Data items:
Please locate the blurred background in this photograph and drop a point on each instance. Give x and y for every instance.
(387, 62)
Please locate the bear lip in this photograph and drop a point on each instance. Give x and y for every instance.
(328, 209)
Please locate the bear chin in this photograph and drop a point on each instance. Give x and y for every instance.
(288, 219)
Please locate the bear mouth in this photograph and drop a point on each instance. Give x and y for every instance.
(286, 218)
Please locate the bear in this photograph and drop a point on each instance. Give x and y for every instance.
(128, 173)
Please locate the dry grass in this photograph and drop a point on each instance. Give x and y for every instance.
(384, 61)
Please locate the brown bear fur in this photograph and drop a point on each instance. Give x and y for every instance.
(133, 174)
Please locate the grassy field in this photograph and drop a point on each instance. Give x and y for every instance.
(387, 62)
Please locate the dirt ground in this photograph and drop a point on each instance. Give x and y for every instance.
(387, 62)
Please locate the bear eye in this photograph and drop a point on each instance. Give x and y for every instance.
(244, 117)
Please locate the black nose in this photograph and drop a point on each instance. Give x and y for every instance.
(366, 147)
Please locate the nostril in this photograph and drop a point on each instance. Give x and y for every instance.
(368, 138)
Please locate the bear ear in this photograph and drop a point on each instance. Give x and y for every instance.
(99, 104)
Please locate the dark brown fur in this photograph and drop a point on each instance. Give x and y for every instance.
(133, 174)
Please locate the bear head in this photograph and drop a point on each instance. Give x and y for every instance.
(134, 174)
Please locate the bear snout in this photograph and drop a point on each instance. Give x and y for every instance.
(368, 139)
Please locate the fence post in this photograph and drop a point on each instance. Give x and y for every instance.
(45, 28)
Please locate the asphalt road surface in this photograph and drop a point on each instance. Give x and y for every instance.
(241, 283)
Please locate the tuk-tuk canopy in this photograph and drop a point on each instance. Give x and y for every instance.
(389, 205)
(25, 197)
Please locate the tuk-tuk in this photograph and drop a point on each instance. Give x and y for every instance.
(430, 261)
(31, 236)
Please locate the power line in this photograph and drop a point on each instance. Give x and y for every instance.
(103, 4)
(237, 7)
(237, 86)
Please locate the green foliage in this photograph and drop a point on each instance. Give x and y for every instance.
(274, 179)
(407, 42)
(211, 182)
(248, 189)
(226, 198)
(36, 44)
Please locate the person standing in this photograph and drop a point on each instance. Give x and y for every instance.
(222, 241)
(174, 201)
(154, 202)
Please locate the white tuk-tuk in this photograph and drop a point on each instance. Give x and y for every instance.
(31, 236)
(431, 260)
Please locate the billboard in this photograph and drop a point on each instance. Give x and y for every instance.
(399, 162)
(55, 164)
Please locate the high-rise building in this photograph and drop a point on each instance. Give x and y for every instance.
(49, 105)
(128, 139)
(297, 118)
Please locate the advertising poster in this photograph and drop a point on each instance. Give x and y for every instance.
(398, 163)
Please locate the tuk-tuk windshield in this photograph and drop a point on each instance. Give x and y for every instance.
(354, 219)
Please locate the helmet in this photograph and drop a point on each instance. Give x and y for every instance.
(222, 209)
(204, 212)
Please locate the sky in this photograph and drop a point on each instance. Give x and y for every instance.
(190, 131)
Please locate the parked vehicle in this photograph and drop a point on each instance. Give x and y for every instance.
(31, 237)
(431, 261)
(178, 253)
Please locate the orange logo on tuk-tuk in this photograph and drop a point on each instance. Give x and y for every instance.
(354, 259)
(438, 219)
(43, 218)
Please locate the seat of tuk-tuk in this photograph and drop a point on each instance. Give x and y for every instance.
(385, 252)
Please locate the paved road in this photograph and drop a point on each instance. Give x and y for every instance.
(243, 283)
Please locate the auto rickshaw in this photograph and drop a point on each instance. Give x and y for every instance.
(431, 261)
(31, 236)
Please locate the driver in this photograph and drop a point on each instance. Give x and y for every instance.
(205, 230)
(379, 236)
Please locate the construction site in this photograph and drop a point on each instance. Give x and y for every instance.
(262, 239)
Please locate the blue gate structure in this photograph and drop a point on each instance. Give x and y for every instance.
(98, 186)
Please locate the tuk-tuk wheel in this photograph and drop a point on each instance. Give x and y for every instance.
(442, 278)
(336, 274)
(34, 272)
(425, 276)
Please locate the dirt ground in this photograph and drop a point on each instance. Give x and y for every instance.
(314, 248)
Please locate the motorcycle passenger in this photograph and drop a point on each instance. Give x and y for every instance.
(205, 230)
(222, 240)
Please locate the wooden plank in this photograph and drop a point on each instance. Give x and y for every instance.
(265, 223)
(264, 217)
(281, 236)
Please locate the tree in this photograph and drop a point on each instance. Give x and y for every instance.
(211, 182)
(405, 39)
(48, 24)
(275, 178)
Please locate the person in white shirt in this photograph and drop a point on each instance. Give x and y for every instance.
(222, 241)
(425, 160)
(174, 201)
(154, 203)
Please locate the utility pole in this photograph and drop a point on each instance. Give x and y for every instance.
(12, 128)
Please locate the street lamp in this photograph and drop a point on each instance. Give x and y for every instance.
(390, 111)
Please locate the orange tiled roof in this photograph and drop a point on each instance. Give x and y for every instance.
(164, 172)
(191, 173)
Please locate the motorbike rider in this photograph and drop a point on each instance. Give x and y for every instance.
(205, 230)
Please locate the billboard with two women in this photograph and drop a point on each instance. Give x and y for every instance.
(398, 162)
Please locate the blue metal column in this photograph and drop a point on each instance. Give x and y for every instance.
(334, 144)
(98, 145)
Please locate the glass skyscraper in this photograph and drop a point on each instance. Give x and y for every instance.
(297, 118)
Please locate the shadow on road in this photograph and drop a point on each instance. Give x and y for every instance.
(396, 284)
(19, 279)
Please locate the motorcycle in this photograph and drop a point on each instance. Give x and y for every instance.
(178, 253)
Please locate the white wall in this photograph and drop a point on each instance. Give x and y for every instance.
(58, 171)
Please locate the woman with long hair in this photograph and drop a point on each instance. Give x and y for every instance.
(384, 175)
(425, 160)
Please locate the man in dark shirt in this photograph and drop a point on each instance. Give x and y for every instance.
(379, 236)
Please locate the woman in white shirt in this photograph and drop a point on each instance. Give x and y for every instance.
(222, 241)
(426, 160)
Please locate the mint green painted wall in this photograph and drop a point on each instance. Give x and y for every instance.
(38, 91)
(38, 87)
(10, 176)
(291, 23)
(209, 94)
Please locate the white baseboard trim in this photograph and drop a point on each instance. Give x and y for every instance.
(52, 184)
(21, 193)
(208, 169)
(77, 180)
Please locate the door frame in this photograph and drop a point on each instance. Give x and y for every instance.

> **WHAT YOU WILL DO**
Transcribe word for word the lines from the one holding "Please locate the motorcycle in" to the last line of the listing above, inclusive.

> **EXERCISE OUTPUT**
Please locate the motorcycle in this photograph and drop a point on each instance. Give x and y for every instance.
(178, 253)
Please locate the white wall in this photograph and drop a point on each instance. Give x and y for every instance.
(58, 171)
Please locate the woman with long hair in this photograph and drop a point on each instance. Give x and y for every instance.
(384, 175)
(425, 160)
Please locate the man in dark shirt in this photograph and drop a point on each instance. Give x and y for every instance.
(379, 236)
Please locate the woman in white shirt in this photograph and drop a point on each instance. Give x and y for every instance.
(222, 241)
(426, 160)
Please locate the mint green painted wall in this photograph and drop a point on each instance. Give x and y for every instance.
(38, 91)
(38, 87)
(10, 176)
(291, 23)
(209, 94)
Please locate the white baseboard trim in this photograph and drop a point on each instance. Give x and y for every instance.
(52, 184)
(21, 193)
(208, 169)
(77, 180)
Please locate the door frame in this photograph and drop a point on each instance. Give x and y for every instance.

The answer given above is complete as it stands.